# start of Text segment

Lagniappe in Suspension

A few years ago, my wife introduced me to a term I’d probably heard before, but did not quite understand: amuse-bouche. She introduced the term to me as we sat in a Mexican restaurant and were served a very nice snack before we had even seen the menu.  It was a first for me; well, a first in a Mexican restaurant.

When I learned the phrase for that little surprise, a term that referred to a complimentary bite-sized hors d’œuvre, I equated the phrase roughly with another term, lagniappe, which arose, as I understand it, from a Louisiana French bastardization of an American Spanish term, la ñapa. La ñapa is, like lagniappe, a little something extra or a bonus.

While amuse-bouche  is a term whose usage is, as far as I know, limited to food, I can imagine (rightly or wrongly) that lagniappe may have at one time (and perhaps still does) referred to precisely the same thing.  Considering that lagniappe is a term I always associate with New Orleans and, especially, with Mardi Gras, and considering Mardi Gras is a heavily focused on food and drink, it just makes sense.  But this is just supposition; I haven’t researched it and don’t plan to for the moment.

# end of Text segment

◆ Task requirements
Reproduce, word for word, the passage of the essay on lagniappe from "Lagniappe in Suspension" to "or a bonus.". The records below were taken from a separate source.

# start of Material supplied

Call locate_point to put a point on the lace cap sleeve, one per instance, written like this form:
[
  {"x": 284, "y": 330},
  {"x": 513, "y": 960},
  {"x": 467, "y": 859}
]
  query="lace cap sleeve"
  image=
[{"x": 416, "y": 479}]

# end of Material supplied

◆ Output for this task
Lagniappe in Suspension

A few years ago, my wife introduced me to a term I’d probably heard before, but did not quite understand: amuse-bouche. She introduced the term to me as we sat in a Mexican restaurant and were served a very nice snack before we had even seen the menu.  It was a first for me; well, a first in a Mexican restaurant.

When I learned the phrase for that little surprise, a term that referred to a complimentary bite-sized hors d’œuvre, I equated the phrase roughly with another term, lagniappe, which arose, as I understand it, from a Louisiana French bastardization of an American Spanish term, la ñapa. La ñapa is, like lagniappe, a little something extra or a bonus.